→ TO BE DONE
• 1. Copy the article about Malcolm Roberts from "Roberts had been under" to "as a precaution.", switching "news conference" to "press conference".
• 2. In the article about Malcolm Roberts, in which city was Roberts born?

→ QUOTED TEXT
Malcolm Roberts said he was confident he had been eligible for election, but had asked his anti-immigration, anti-Muslim party One Nation to refer him to the court "in the interests of honesty and transparency."

Roberts had been under intense media scrutiny before he revealed last month that he only received written confirmation that he was not a British citizen five months after he was elected in July last year. But he has declined to say whether he had ever been a dual citizen.

"I have always thought that I was British — that I was Australian, always thought I was Australian," Roberts said, correcting himself during a news conference on Wednesday.

Roberts declined to say when he lodged a document renouncing British citizenship. He described this step as a precaution.

Roberts, who was born in the Indian city of Disergarh in 1955 to an Australian mother and Welsh father, follows senior government Sen. Matt Canavan and two minor Greens party senators, Scott Ludlam and Larissa Waters, in being referred to the court for scrutiny.

New Zealand-born Ludlam and Waters, who was born in Canada, resigned last month after discovering they were citizens of their birth countries. But their party has asked to court to confirm that they were ineligible and to clarify rules around dual citizenship.

Roberts and Australia-born Canavan, who said his mother applied for his Italian citizenship without his permission, are staying in the Senate unless the court declares them ineligible.

According to court precedent, Roberts was illegally elected if he was a British national on the July 2 election date.

One Nation party leader Pauline Hanson said she believes Roberts had been eligible to stand, but described his case as "very complex." She declined to elaborate.

Greens Leader Richard Di Natale said if One Nation had not asked the Senate to refer Roberts to the High Court, the Greens would have.

"His story has changed more times than I've changed underpants," Di Natale told the Senate.

The Senate later rejected Di Natale's Senate motion that would have required all senators to be independently audited to ensure they were eligible.

Since the last election, a senator has quit because his indirect ownership of a building in which the government leased his office breached the constitution's eligibility rules because he was deemed to have had a pecuniary interest in the government contract. The High Court fired another senator who had breached the rules twice by being bankrupt and having a criminal record for stealing the keys from a tow truck to prevent his truck from being repossessed three years ago.

Attorney General George Brandis noted that six of the 76 senators elected in the last election had now been referred to the High Court to rule on their eligibility.

"One might be forgiven for thinking that being a senator is one of the most hazardous occupations in Australia at the moment," Brandis told the Senate.

→ STORED RECORDS
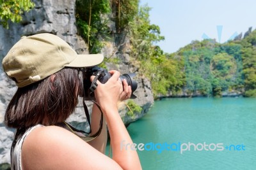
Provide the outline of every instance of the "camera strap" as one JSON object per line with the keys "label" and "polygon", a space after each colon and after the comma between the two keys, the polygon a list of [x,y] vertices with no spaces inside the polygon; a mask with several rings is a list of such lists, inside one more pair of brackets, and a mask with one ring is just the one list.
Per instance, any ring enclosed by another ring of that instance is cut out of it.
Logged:
{"label": "camera strap", "polygon": [[72,132],[75,134],[76,135],[78,136],[80,138],[81,138],[83,141],[84,141],[86,142],[92,141],[94,139],[95,139],[96,138],[97,138],[100,134],[101,131],[102,130],[102,125],[103,125],[103,113],[102,113],[102,111],[101,110],[100,107],[99,106],[98,104],[97,104],[94,101],[92,101],[98,107],[99,110],[100,111],[100,114],[101,114],[100,121],[100,127],[99,127],[98,131],[97,131],[95,134],[93,134],[92,135],[90,135],[90,136],[87,136],[86,135],[84,134],[90,134],[92,132],[91,121],[90,121],[89,111],[88,110],[86,104],[85,104],[84,100],[83,101],[83,105],[84,105],[85,115],[86,117],[86,118],[88,120],[88,124],[89,124],[89,126],[90,126],[90,132],[84,132],[83,131],[77,129],[74,127],[73,126],[72,126],[68,123],[67,123],[66,122],[64,122],[66,127],[68,129],[68,130],[69,130],[70,131],[71,131]]}

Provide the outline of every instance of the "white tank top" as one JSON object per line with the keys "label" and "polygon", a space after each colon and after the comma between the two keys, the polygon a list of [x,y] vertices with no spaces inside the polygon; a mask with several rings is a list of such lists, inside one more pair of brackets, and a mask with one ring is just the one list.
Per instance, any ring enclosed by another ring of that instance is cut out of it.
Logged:
{"label": "white tank top", "polygon": [[17,130],[11,148],[11,168],[12,170],[21,170],[21,148],[26,137],[35,128],[42,127],[38,124],[27,129]]}

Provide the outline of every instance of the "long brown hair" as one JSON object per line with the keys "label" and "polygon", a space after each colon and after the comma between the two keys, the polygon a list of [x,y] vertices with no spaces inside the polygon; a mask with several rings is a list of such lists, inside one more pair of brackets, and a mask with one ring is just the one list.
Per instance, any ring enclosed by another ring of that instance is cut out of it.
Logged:
{"label": "long brown hair", "polygon": [[20,128],[64,121],[77,104],[79,74],[77,69],[65,68],[41,81],[18,88],[6,111],[6,125]]}

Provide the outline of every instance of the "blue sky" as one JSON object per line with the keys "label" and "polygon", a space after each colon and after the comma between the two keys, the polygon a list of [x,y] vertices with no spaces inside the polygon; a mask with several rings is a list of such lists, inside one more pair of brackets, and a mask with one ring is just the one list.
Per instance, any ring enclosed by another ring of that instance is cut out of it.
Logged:
{"label": "blue sky", "polygon": [[255,0],[140,0],[152,8],[150,23],[165,37],[158,43],[165,52],[201,41],[204,34],[223,43],[256,27]]}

→ RESULTS FOR EACH TASK
• 1.
Roberts had been under intense media scrutiny before he revealed last month that he only received written confirmation that he was not a British citizen five months after he was elected in July last year. But he has declined to say whether he had ever been a dual citizen.

"I have always thought that I was British — that I was Australian, always thought I was Australian," Roberts said, correcting himself during a press conference on Wednesday.

Roberts declined to say when he lodged a document renouncing British citizenship. He described this step as a precaution.

• 2. Disergarh, in India.